Exercise goal: Rewrite the part of the listing that starts at the line containing "Target: fountain basin" and ends at the line containing "[(371, 229)]", replacing "Target" with "Label" throughout and changing nothing else.

Material shown:

++++++++++++++++++++

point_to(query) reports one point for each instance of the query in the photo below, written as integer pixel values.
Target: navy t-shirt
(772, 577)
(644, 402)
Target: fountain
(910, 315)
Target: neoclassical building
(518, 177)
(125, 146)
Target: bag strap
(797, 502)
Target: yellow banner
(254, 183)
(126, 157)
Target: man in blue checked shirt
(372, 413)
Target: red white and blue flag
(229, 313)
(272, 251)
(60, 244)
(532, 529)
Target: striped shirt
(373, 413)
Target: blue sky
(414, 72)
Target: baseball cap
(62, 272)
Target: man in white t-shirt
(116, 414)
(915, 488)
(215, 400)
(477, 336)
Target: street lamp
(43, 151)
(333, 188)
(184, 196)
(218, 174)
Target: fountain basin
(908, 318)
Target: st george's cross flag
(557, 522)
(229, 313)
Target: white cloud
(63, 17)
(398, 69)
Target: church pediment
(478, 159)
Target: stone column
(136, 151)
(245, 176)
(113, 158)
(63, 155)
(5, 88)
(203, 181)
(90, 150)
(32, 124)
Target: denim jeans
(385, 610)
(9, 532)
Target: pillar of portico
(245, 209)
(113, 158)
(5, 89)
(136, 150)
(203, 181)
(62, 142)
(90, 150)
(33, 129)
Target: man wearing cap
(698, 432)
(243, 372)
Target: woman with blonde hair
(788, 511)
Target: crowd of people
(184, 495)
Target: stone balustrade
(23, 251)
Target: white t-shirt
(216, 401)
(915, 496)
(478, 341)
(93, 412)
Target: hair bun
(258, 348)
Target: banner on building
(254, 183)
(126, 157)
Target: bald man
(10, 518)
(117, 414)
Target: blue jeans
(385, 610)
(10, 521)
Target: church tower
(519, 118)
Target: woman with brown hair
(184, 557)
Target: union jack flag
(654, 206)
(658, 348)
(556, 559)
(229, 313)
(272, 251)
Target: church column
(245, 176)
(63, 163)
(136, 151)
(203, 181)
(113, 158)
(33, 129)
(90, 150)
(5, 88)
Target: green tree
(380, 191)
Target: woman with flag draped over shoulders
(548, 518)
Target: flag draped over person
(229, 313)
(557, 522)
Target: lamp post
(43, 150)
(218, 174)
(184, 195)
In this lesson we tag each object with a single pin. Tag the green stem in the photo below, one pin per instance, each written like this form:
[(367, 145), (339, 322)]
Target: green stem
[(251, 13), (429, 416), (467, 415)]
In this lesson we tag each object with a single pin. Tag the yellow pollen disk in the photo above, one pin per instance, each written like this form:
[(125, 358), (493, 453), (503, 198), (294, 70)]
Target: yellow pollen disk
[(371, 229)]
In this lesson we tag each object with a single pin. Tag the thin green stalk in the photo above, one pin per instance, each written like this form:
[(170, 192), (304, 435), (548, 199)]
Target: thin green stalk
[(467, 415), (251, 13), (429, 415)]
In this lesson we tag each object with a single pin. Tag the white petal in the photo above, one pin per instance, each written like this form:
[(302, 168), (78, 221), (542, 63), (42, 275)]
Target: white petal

++++++++++++++++++++

Finished answer:
Label: fountain basin
(908, 318)
Label: st george's cross flag
(557, 522)
(229, 313)
Label: white cloud
(63, 17)
(398, 69)
Label: church pediment
(478, 159)
Label: stone column
(136, 151)
(245, 176)
(113, 158)
(63, 155)
(5, 88)
(203, 181)
(90, 150)
(32, 124)
Label: denim jeans
(385, 610)
(9, 532)
Label: pillar of portico
(245, 209)
(113, 158)
(5, 89)
(136, 150)
(203, 181)
(62, 142)
(90, 150)
(33, 129)
Label: man wearing cap
(698, 432)
(243, 372)
Label: woman with blonde hair
(788, 511)
Label: crowd of people
(184, 495)
Label: stone balustrade
(23, 251)
Label: white t-shirt
(216, 401)
(915, 496)
(478, 341)
(93, 412)
Label: hair bun
(258, 348)
Label: banner on building
(254, 183)
(126, 157)
Label: bald man
(10, 518)
(117, 414)
Label: blue jeans
(385, 610)
(10, 521)
Label: church tower
(519, 118)
Label: woman with brown hair
(184, 557)
Label: union jack flag
(654, 206)
(658, 348)
(556, 559)
(229, 313)
(272, 251)
Label: church column
(245, 176)
(63, 163)
(136, 151)
(203, 181)
(113, 158)
(33, 129)
(90, 150)
(5, 88)
Label: green tree
(380, 191)
Label: woman with flag draped over shoulders
(548, 518)
Label: flag draped over person
(229, 313)
(557, 522)
Label: lamp post
(43, 150)
(218, 174)
(184, 195)
In this lesson we tag each object with a single pin. Tag the green stem in the photo below, one pin per instance, each written like this form:
[(367, 145), (339, 322)]
Label: green stem
[(251, 13), (429, 416), (467, 415)]
In this lesson we tag each object with a single pin. Tag the yellow pollen disk in the photo above, one pin per instance, each written like this form:
[(125, 358), (493, 453), (503, 198), (294, 70)]
Label: yellow pollen disk
[(371, 229)]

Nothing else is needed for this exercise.